**Quoted text**
= = = =

But back to the dress.  It’s called Harry’s dress as many of you know because it was made for Harry’s christening.  I haven’t got any photos of the day though as I don’t like to publish photos of other people on the inter webs without talking to them about it first, so I took these photos at the same time as I photographed Mary’s dress.  Which is how I learnt how to get myself in and out of back zippers (hurrah!).

This dress nearly wasn’t made on time.  I had to reattach the lace appliqué on the front the morning of the christening as I’d sewn it on the night before whilst watching source code and it was seriously wonky.  Like the point at the bottom pointing at my right bust apex kinda wonky.  And the seam allowances on the armholes are STILL unfinished  and I’ll have to do them before washing it as it is filthy – wrangling several toddlers at a BBQ based party after the church service made that bit inevitable.

I also made the belt but didn’t wear it on the day.  I like the dress with and without, but I was feeling bloated on the day so went without.  The button at the back is a gorgeous turquoise glass with gold highlights.  I attached it to a plain button and fasten the belt through two button holes using the smaller button.  That way I can wash the belt and the glass button is safe.

Here’s the information:

The dress is a mash up of Colette’s Peony (the bodice) and Burda’s Jenny Pencil skirt.  I added a godet to the back of the skirt as the slit was a little too high for my taste and comfort level.

= = = =

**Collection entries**
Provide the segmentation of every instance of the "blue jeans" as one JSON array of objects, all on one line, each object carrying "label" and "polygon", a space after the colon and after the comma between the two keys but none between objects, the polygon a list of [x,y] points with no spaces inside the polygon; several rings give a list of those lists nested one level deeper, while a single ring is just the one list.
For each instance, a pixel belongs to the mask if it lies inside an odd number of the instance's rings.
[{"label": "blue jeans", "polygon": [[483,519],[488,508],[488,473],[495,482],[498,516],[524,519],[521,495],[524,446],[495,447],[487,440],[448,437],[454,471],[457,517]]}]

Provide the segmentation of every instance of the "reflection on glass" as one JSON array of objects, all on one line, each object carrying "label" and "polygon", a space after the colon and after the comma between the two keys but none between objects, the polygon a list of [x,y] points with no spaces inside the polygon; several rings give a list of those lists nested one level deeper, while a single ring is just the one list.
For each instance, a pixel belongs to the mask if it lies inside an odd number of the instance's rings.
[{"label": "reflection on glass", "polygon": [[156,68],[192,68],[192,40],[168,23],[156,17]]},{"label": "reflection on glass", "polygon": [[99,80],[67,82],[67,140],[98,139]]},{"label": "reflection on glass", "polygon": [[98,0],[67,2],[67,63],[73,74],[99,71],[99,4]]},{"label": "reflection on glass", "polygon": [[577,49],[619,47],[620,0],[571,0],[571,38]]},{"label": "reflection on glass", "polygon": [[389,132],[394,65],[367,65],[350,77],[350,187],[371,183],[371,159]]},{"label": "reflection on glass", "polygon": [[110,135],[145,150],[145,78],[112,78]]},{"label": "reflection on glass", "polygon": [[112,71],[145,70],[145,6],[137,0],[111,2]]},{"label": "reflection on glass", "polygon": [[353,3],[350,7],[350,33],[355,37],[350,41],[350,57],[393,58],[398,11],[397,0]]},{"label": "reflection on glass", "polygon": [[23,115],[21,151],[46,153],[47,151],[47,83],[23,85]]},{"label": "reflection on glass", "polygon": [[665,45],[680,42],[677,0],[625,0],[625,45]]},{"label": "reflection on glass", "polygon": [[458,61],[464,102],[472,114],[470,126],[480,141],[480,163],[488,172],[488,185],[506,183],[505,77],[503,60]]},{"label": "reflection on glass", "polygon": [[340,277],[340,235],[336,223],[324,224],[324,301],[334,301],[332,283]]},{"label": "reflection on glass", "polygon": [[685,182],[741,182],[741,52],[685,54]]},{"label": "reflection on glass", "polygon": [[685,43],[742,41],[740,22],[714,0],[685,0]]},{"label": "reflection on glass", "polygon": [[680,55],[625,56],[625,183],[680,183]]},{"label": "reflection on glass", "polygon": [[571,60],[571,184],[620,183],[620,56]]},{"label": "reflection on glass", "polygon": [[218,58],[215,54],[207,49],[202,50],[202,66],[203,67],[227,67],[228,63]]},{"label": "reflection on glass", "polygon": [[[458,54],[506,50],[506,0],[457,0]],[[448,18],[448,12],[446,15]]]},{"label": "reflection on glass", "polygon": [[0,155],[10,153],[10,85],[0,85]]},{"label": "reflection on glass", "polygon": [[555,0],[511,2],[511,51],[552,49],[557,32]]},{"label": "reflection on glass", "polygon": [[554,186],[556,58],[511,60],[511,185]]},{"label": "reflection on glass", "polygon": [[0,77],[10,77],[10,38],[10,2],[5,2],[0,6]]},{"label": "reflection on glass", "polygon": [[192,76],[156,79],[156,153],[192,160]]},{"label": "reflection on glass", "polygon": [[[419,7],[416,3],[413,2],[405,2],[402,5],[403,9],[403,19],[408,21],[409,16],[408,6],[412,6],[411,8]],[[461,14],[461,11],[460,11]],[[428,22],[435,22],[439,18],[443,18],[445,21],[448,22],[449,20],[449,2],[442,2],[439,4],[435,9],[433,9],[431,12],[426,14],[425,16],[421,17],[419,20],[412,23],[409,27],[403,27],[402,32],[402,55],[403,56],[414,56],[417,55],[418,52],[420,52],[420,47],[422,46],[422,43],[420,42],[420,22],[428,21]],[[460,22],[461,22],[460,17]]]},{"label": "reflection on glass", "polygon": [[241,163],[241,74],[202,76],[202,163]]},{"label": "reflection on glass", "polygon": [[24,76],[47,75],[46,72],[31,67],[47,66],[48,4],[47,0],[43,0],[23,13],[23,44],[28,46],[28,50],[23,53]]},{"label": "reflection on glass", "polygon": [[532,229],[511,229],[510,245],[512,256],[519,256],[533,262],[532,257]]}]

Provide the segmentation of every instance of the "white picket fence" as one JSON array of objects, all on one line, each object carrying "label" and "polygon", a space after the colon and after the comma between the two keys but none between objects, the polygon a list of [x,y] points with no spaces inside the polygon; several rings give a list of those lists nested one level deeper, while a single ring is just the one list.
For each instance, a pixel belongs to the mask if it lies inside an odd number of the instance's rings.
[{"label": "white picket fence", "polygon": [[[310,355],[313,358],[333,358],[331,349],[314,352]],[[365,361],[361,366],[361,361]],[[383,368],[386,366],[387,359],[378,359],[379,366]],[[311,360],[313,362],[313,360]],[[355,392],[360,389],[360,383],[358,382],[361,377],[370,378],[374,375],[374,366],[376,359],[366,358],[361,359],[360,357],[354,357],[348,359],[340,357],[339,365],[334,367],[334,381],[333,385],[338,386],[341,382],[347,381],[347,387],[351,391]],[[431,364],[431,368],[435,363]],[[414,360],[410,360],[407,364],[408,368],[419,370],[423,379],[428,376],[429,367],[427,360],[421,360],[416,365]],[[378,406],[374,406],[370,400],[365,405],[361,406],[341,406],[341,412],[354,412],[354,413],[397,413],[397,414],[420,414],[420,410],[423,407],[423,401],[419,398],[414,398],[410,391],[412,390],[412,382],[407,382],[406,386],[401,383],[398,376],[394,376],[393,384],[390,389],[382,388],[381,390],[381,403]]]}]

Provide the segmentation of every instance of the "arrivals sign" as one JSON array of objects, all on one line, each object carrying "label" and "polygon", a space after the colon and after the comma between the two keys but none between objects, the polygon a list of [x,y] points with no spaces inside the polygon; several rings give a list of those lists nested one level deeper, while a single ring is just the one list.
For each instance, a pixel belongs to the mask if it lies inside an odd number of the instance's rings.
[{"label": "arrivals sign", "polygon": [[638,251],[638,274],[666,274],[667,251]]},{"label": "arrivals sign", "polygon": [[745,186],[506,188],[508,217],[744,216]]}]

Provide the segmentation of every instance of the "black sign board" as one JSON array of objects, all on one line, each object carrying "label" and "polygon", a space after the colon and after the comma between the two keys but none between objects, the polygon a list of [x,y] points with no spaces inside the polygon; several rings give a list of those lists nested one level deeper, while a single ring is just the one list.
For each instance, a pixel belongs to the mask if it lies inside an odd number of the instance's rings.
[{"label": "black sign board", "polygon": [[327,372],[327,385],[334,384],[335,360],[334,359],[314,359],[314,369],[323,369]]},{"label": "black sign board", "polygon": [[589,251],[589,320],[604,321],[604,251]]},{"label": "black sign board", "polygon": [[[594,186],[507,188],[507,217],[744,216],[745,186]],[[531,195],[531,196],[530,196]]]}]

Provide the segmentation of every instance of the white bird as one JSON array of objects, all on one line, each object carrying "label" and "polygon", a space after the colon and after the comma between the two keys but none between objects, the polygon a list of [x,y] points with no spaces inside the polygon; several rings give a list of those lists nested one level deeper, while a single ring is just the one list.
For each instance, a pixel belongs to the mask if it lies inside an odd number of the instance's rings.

= = = =

**Exercise directions**
Edit the post about the dress from "This dress nearly" up to and including "that bit inevitable.", replacing "BBQ" with "barbecue".

**Completed task**
This dress nearly wasn’t made on time.  I had to reattach the lace appliqué on the front the morning of the christening as I’d sewn it on the night before whilst watching source code and it was seriously wonky.  Like the point at the bottom pointing at my right bust apex kinda wonky.  And the seam allowances on the armholes are STILL unfinished  and I’ll have to do them before washing it as it is filthy – wrangling several toddlers at a barbecue based party after the church service made that bit inevitable.